| ЛИСТИНГ ДАННЫХ |
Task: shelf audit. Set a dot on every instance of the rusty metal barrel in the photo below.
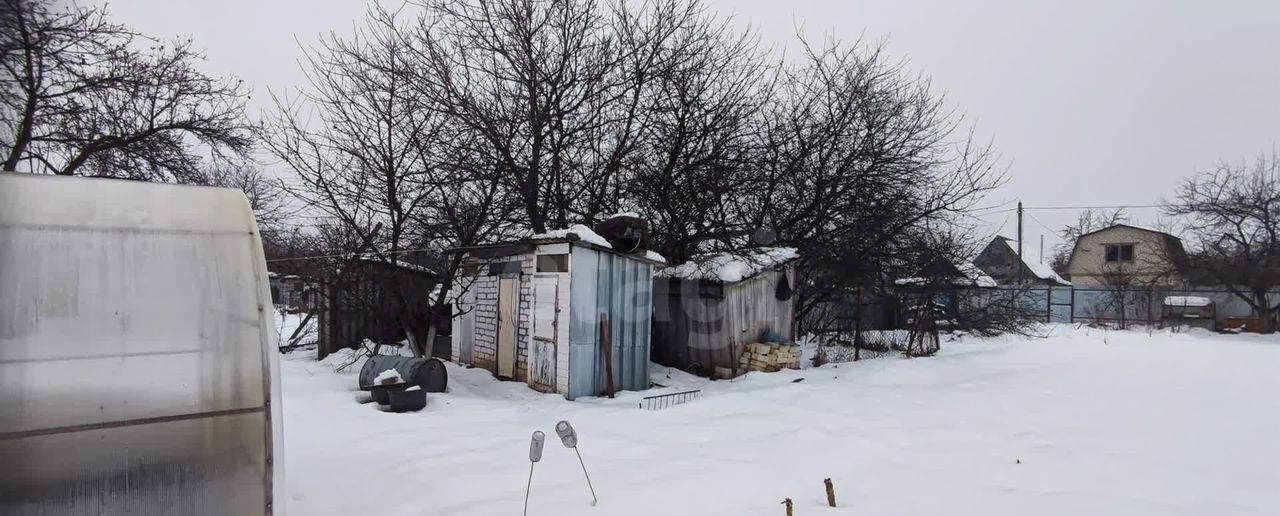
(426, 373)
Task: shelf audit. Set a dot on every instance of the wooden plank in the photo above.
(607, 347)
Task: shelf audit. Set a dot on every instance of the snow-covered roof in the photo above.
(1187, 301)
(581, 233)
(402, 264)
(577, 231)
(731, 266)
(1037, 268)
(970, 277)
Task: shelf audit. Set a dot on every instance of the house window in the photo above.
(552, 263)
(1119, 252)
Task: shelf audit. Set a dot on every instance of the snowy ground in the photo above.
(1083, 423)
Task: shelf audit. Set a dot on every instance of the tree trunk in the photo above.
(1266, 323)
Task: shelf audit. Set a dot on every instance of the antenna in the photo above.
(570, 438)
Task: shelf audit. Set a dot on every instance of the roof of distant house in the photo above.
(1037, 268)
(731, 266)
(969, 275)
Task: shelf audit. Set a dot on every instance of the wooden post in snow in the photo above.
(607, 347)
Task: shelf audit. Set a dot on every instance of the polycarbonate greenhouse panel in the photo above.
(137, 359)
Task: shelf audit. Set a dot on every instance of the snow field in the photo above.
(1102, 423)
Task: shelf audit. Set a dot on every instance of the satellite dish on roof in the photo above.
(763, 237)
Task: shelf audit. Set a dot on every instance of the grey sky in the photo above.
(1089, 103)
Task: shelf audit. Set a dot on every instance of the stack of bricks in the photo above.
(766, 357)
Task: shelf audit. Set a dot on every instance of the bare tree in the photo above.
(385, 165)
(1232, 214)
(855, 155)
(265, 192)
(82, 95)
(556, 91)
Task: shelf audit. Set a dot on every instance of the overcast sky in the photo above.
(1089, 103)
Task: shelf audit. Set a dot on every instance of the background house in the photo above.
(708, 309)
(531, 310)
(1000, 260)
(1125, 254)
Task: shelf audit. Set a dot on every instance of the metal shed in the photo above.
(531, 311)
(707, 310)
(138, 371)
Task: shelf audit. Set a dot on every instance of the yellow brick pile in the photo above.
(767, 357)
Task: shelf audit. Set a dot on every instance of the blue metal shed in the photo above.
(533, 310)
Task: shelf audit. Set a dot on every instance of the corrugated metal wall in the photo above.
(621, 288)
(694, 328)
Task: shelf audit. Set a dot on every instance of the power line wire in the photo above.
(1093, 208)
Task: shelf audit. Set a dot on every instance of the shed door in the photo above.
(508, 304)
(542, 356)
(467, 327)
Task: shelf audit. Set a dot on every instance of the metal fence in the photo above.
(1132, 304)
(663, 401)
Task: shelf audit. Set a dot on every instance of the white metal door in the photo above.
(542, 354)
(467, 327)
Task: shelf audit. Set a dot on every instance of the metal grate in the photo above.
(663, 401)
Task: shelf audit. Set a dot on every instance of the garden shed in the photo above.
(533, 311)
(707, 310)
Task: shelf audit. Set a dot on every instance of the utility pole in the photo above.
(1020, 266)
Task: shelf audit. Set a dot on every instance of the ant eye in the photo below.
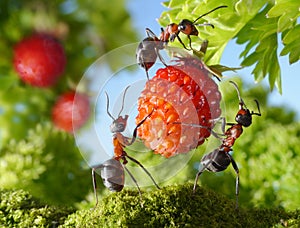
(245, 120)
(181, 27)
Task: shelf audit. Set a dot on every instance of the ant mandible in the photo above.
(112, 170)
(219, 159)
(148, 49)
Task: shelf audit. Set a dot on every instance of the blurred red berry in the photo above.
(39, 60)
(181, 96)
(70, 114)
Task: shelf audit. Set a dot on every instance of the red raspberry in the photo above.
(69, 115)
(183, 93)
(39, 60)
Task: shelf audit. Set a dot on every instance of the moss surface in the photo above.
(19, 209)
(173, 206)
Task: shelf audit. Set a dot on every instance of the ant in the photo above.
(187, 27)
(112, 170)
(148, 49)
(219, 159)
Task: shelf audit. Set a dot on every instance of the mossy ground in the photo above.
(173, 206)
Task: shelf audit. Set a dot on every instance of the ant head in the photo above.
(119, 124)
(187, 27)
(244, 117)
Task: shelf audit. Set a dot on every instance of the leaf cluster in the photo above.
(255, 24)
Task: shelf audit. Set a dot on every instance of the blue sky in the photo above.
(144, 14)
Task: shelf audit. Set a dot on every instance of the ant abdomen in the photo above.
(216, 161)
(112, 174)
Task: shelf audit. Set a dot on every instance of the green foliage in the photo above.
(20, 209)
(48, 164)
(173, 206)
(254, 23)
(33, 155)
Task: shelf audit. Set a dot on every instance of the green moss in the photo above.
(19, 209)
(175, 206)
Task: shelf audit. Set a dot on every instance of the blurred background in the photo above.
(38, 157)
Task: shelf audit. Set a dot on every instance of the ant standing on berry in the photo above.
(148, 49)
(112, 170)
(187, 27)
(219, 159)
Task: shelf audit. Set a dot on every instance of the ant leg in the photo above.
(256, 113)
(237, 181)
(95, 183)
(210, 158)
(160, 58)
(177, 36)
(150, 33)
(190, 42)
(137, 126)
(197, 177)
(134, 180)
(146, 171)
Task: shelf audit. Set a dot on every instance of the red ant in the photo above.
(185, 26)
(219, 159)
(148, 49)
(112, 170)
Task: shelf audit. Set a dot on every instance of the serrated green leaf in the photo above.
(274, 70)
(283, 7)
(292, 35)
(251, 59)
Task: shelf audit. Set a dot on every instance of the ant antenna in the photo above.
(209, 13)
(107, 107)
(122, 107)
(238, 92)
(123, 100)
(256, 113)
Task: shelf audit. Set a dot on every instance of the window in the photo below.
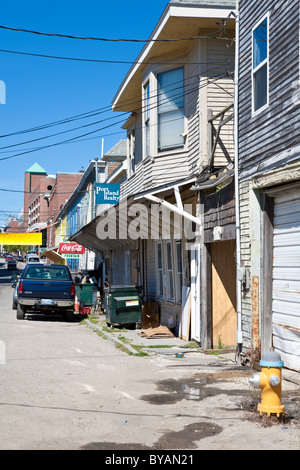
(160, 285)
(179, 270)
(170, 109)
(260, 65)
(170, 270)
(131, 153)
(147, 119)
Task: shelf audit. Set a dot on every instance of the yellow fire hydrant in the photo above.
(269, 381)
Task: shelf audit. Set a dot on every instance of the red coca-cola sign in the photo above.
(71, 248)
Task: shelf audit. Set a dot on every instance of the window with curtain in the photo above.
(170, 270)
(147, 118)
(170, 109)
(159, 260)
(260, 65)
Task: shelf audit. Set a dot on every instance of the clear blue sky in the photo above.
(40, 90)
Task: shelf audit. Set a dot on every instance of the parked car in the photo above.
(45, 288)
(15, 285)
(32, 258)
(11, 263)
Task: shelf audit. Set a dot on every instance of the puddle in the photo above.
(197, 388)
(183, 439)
---
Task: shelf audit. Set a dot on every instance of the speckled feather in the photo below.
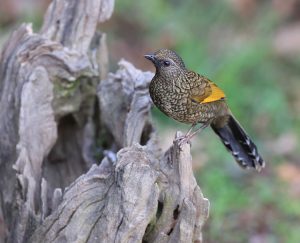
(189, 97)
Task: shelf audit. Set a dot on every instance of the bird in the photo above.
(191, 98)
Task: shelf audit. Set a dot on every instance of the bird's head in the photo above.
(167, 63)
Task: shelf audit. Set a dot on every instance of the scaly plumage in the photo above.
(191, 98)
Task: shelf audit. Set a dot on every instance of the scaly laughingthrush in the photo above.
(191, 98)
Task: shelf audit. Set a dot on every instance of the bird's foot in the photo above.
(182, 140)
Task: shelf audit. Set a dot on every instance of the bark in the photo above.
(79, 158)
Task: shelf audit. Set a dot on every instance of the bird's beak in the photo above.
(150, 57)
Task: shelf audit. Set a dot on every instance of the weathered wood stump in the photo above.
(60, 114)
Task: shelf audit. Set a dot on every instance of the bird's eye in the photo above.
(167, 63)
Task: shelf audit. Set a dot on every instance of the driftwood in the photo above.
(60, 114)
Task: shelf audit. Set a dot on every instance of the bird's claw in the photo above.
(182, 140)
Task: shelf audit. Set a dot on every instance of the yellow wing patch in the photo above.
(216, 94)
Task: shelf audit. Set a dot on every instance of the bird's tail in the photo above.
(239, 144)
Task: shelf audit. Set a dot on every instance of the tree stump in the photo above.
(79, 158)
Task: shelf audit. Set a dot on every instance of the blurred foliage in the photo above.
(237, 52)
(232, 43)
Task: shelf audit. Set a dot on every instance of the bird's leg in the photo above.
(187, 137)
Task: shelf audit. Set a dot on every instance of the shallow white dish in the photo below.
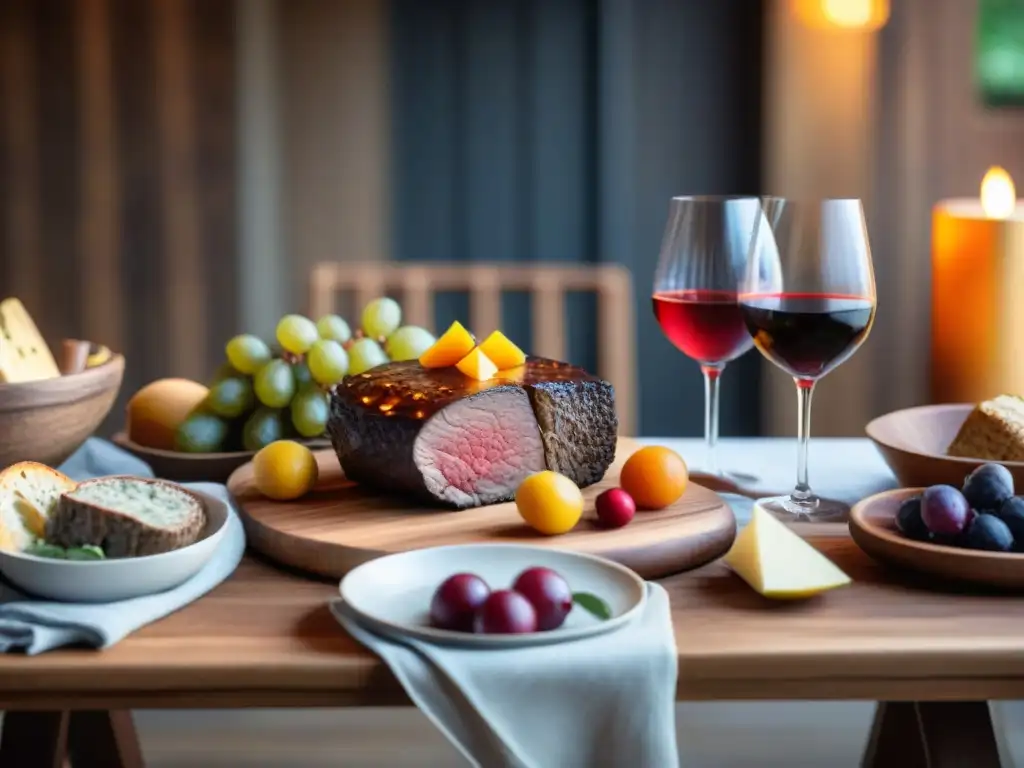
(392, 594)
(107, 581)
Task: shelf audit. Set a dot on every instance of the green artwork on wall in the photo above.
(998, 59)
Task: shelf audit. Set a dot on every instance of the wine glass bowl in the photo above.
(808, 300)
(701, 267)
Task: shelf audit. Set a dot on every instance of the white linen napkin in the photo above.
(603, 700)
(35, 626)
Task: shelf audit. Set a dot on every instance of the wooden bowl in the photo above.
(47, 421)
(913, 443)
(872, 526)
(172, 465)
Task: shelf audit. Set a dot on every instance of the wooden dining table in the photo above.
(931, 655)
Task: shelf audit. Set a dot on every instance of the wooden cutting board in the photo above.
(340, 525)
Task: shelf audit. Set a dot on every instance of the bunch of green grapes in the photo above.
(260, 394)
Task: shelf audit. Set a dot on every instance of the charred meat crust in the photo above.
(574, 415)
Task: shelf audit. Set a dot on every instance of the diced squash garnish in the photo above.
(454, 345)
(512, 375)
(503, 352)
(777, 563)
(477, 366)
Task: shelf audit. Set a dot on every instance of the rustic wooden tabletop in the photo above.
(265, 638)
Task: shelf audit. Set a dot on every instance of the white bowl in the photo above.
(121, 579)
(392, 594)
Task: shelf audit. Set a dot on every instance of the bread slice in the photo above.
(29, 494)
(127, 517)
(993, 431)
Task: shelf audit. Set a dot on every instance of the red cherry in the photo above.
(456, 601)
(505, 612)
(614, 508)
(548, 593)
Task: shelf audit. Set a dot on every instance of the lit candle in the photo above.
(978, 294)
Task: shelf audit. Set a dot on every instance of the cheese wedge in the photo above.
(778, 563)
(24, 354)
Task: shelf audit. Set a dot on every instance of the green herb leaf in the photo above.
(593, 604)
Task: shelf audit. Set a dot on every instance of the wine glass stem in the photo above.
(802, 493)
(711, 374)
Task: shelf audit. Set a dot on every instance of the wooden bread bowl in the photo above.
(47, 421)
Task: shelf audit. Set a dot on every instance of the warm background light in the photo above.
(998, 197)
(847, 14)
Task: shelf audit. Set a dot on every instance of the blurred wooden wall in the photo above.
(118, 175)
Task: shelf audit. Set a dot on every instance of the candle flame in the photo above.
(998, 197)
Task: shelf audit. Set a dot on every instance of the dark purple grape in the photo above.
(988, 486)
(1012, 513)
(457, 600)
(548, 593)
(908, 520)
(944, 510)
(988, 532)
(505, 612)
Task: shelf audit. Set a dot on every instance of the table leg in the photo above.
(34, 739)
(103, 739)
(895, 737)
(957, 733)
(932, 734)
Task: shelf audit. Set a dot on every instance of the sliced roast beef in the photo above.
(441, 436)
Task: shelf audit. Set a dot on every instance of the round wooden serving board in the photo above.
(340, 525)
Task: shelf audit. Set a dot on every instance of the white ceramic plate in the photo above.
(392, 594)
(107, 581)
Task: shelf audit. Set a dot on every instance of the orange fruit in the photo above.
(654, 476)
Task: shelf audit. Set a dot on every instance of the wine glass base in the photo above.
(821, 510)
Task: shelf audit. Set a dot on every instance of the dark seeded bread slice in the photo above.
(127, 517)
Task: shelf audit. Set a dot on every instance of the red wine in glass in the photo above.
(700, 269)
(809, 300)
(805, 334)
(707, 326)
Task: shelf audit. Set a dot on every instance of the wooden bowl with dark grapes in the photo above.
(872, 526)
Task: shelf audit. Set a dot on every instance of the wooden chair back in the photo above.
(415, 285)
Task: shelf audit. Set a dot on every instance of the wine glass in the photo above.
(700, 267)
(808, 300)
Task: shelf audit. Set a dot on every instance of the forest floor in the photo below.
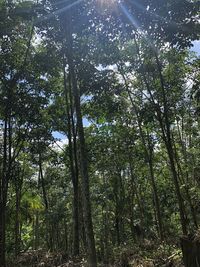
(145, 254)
==
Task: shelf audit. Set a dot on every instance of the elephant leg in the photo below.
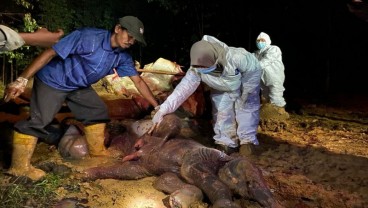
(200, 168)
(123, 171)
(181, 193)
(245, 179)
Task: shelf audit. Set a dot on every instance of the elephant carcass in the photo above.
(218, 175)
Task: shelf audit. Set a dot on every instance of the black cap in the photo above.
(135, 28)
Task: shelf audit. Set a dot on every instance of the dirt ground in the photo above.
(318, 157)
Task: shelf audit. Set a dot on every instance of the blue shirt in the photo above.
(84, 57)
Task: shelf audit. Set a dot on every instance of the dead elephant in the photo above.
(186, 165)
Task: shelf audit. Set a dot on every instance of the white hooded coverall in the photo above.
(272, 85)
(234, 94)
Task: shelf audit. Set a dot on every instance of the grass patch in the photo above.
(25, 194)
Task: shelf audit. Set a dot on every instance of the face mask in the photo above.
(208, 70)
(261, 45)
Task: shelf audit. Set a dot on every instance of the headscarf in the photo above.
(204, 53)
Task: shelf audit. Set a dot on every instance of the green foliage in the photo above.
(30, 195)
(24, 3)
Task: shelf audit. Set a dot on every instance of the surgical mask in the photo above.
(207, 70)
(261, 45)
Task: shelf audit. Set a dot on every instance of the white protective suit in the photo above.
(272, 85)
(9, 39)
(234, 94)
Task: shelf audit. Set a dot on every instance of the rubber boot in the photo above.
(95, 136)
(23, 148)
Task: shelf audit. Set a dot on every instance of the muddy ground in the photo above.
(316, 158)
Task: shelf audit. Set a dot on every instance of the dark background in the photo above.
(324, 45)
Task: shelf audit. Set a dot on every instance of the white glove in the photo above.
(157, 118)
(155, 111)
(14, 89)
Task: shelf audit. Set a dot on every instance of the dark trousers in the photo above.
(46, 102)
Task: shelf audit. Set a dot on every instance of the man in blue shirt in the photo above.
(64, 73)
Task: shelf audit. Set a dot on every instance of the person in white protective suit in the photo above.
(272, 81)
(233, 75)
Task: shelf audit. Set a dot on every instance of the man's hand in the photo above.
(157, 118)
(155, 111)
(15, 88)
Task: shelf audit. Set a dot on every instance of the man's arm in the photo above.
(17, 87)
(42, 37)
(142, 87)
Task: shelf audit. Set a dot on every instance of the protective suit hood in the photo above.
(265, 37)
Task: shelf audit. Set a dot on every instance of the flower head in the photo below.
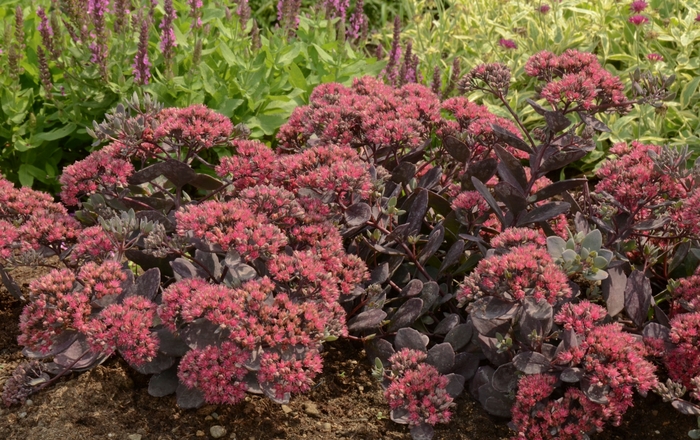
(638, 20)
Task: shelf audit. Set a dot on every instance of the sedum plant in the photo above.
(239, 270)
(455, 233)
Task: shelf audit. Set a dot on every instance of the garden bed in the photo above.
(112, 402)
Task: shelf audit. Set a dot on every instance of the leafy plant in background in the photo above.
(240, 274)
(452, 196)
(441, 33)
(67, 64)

| ЦЕЛЬ ЗАДАНИЯ |
Укажите, сколько строк приведенных выше данных содержат слово «elephant», с учетом регистра. Ответ должен состоять только из числа.

| ВЫПОЛНЕННОЕ ЗАДАНИЕ |
3